EXERCISE AIM.
Go through the entries below and copy every line that holds the word "hair".

(Data records)
Content starts

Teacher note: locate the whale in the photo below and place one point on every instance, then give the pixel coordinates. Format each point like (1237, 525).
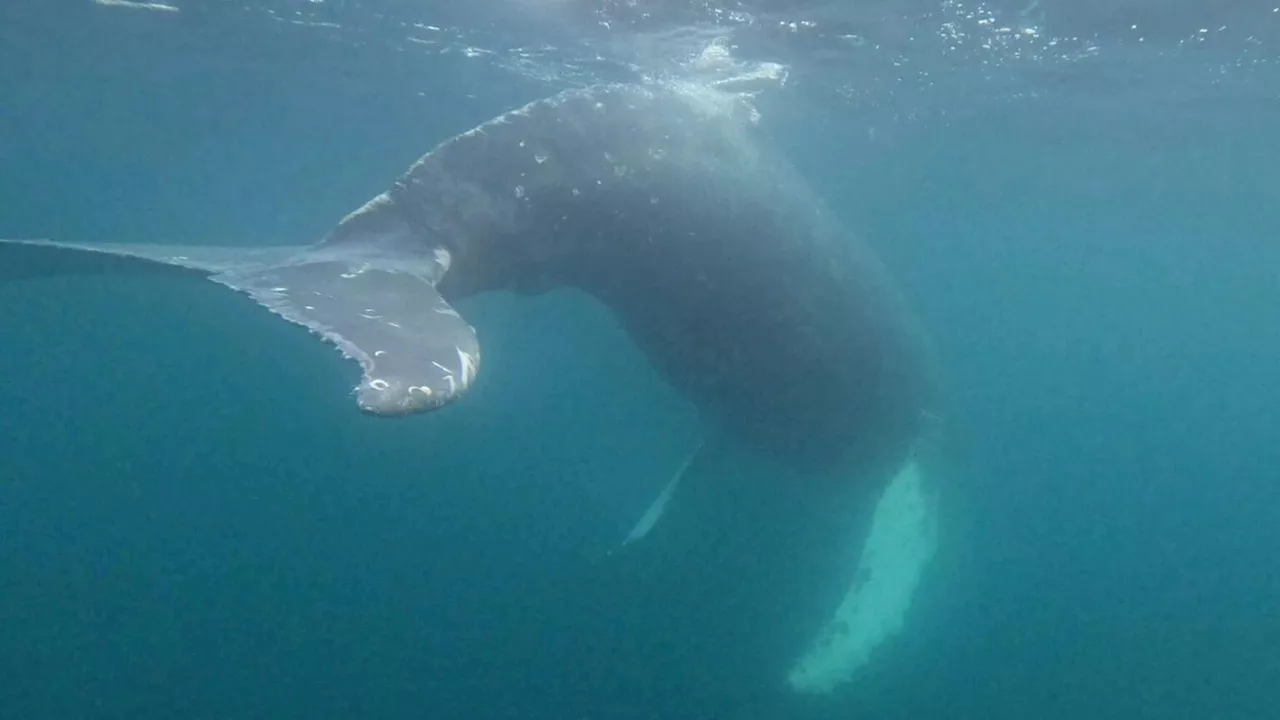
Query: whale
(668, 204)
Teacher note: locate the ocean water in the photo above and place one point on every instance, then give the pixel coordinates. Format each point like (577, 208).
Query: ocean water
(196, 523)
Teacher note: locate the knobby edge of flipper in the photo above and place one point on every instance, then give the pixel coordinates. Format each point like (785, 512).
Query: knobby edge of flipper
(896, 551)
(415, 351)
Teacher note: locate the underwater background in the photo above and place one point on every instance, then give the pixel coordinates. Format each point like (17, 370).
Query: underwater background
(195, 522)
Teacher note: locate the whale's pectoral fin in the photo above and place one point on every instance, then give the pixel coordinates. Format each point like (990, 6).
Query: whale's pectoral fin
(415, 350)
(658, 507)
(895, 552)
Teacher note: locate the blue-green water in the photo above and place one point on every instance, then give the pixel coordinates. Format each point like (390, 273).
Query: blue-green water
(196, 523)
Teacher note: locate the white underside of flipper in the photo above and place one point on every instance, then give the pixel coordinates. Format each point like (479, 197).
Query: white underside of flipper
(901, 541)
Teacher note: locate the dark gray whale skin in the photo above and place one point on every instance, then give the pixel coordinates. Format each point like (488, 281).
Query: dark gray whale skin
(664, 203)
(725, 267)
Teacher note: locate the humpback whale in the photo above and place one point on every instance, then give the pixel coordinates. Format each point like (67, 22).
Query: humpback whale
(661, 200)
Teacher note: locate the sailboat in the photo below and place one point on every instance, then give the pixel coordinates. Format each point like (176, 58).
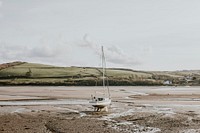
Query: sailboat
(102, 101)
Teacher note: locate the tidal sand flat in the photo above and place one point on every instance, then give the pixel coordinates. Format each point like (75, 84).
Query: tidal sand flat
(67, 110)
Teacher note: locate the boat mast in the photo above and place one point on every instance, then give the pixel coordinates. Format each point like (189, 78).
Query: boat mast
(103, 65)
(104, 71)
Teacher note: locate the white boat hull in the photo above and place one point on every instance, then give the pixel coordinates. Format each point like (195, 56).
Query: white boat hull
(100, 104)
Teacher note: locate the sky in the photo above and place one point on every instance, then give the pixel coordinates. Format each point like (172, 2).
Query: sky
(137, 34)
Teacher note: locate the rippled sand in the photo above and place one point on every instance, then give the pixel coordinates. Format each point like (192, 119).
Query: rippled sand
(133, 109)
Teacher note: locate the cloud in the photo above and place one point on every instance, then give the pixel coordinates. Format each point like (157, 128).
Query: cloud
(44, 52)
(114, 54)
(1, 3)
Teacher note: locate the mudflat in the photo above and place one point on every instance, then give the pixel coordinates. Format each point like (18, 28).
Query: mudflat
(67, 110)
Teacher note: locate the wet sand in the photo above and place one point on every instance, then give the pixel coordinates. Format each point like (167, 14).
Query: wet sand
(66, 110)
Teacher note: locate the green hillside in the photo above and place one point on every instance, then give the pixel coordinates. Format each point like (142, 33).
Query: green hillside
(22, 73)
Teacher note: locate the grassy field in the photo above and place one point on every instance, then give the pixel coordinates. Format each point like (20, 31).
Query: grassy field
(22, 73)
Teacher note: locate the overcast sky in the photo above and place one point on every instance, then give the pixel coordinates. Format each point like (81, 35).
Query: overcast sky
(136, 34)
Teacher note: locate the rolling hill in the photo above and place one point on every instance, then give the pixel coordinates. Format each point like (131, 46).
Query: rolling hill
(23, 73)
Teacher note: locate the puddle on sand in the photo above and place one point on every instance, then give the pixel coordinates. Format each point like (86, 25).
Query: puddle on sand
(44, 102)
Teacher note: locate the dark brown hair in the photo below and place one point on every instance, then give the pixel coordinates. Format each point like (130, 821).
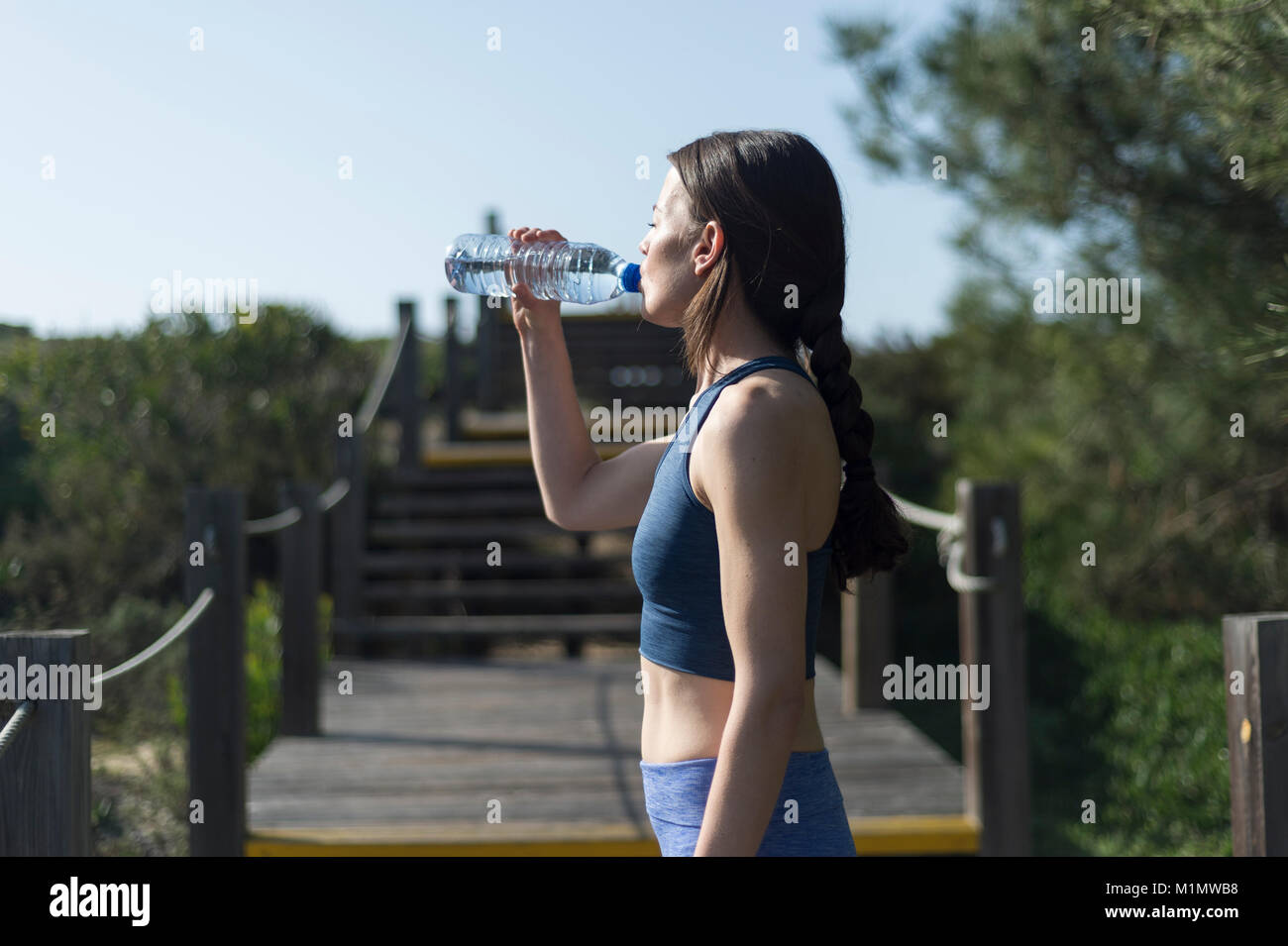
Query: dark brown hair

Content ends

ANSWER SPACE.
Teacher note: locate the dark brown hair in the photo below and place one point on every instance, then give the pixel coordinates. Format each point like (130, 821).
Query: dark brown hair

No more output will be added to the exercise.